Can you find each row below that contains the string "building" and copy those rows out in full?

#### Material:
○ ○ ○ ○

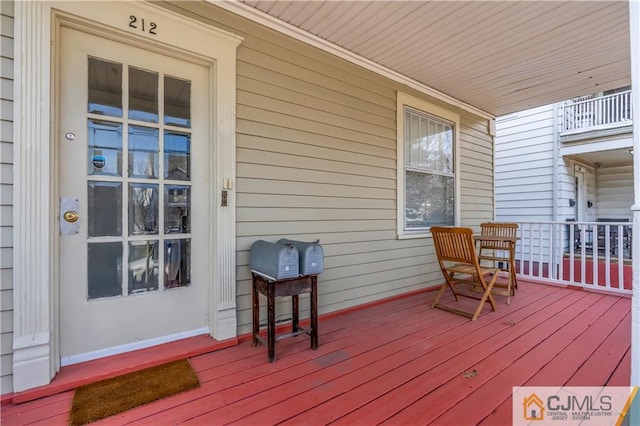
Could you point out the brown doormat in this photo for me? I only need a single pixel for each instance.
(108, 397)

○ ○ ○ ○

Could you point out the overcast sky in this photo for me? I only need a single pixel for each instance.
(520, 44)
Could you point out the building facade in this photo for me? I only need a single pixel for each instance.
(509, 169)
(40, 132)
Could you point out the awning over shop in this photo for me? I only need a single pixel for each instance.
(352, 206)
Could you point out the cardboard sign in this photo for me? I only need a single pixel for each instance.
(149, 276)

○ ○ ○ ○

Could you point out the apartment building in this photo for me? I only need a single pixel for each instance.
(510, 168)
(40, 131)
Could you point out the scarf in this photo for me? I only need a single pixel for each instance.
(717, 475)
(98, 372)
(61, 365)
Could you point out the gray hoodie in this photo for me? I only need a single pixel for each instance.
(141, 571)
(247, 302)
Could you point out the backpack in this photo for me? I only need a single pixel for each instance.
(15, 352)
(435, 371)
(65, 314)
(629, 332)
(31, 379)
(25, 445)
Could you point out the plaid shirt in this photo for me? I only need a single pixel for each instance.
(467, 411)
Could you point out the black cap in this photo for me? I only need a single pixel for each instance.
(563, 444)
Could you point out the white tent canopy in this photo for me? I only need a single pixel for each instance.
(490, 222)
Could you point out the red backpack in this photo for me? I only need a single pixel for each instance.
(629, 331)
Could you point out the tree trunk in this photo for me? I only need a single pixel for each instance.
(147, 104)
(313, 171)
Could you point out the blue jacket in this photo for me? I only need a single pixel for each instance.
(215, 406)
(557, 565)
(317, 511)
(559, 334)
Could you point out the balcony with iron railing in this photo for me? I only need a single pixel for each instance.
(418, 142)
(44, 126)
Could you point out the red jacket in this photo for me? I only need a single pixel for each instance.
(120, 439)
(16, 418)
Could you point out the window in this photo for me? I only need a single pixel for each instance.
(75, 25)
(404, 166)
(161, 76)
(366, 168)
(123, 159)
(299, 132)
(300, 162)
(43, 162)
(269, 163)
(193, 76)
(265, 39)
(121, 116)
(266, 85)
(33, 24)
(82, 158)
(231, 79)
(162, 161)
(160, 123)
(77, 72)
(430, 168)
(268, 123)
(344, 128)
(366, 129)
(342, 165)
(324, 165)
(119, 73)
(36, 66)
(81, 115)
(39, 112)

○ ○ ○ ○

#### Reply:
Could you point out the building facade in this photo for me? I only need a single pixel for each instance.
Could you point out the apartment building in this photo for me? I only need a single pixel for each instance.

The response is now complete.